▸ What you will do: Convert the items below into a two-column CSV with the header instruction,outline and one row per item, holding the item's text and its answer. Put each value in a single quoted field, with line breaks replaced by spaces.

============

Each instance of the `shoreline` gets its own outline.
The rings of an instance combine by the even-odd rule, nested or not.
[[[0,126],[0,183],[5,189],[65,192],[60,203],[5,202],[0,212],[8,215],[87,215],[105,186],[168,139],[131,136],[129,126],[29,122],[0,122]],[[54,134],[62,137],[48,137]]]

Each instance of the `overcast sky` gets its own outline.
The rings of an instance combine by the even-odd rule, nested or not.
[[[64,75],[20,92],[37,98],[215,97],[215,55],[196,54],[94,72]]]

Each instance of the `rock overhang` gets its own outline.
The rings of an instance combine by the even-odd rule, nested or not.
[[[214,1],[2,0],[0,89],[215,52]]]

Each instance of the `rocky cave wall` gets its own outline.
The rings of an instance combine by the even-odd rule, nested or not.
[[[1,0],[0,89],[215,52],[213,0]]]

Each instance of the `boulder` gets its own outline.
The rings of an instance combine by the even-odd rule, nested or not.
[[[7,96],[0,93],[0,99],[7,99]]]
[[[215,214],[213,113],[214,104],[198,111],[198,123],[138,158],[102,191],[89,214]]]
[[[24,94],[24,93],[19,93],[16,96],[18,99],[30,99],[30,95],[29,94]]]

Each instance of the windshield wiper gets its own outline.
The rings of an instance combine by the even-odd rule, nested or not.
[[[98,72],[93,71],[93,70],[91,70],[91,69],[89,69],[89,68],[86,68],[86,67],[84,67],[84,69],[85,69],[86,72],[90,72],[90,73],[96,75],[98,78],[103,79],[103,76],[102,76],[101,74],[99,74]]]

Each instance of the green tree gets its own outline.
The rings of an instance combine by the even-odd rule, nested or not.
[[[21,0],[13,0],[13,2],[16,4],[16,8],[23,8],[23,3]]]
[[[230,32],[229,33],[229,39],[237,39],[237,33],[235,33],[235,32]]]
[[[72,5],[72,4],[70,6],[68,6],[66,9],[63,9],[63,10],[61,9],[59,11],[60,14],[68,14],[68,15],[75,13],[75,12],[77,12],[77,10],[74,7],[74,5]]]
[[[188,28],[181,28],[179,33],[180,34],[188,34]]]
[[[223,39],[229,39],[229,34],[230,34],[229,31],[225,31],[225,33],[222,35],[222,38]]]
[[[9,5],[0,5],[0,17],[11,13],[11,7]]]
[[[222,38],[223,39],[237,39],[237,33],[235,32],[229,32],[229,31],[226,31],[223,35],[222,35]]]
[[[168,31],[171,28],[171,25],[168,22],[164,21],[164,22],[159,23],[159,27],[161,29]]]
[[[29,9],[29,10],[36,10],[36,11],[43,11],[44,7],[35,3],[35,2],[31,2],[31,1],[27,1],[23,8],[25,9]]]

============

▸ Exercise output:
instruction,outline
"Each instance of the `shoreline` gets its own outline. The rings of an instance combine by the even-odd rule, nested or not.","[[[0,126],[0,183],[5,189],[65,192],[60,203],[5,202],[0,212],[8,215],[87,215],[105,186],[168,139],[131,136],[129,126],[29,122],[0,122]],[[54,134],[62,137],[48,137]]]"
"Each instance of the `overcast sky` gets its own outline. The rings of an instance combine by the even-odd rule, nested or not.","[[[64,75],[20,92],[37,98],[215,97],[215,55],[196,54],[94,72]]]"
"Each instance of the `rock overhang` gets its own outline. The rings of an instance combine by the even-odd rule, nested or not.","[[[214,1],[2,0],[0,89],[215,52]]]"
"Each instance of the `rocky cave wall` gets its own outline. The rings of an instance combine by the even-odd rule, nested or not.","[[[1,0],[0,89],[215,52],[213,0]]]"
"Each instance of the `boulder` gets its own outline. The rings of an instance combine by the even-odd rule, nested or not.","[[[7,96],[0,93],[0,99],[7,99]]] [[[215,214],[213,113],[214,104],[198,111],[198,123],[138,158],[102,191],[89,214]]] [[[24,94],[24,93],[19,93],[16,96],[18,99],[30,99],[30,95],[29,94]]]"
"Each instance of the windshield wiper gets its own outline. The rings of an instance combine by the even-odd rule, nested or not.","[[[98,72],[93,71],[93,70],[91,70],[91,69],[89,69],[89,68],[86,68],[86,67],[84,67],[84,69],[85,69],[86,72],[90,72],[90,73],[96,75],[98,78],[103,79],[103,76],[102,76],[101,74],[99,74]]]"
"Each instance of the green tree gets its own outline. The rings of an instance combine by the even-odd rule, nested or not.","[[[21,0],[13,0],[13,2],[16,4],[16,8],[23,8],[23,3]]] [[[230,32],[229,33],[229,39],[237,39],[237,33],[235,33],[235,32]]] [[[72,5],[72,4],[70,6],[68,6],[66,9],[63,9],[63,10],[61,9],[59,11],[60,14],[68,14],[68,15],[75,13],[75,12],[77,12],[77,10],[74,7],[74,5]]] [[[188,28],[181,28],[179,33],[180,34],[188,34]]] [[[223,39],[229,39],[229,34],[230,34],[229,31],[225,31],[225,33],[222,35],[222,38]]] [[[9,5],[0,5],[0,17],[11,13],[11,7]]] [[[222,38],[223,39],[237,39],[237,33],[235,32],[229,32],[229,31],[226,31],[223,35],[222,35]]] [[[168,31],[171,28],[171,25],[168,22],[164,21],[164,22],[159,23],[159,27],[161,29]]] [[[29,9],[29,10],[36,10],[36,11],[43,11],[44,7],[35,3],[35,2],[31,2],[31,1],[27,1],[23,8],[25,9]]]"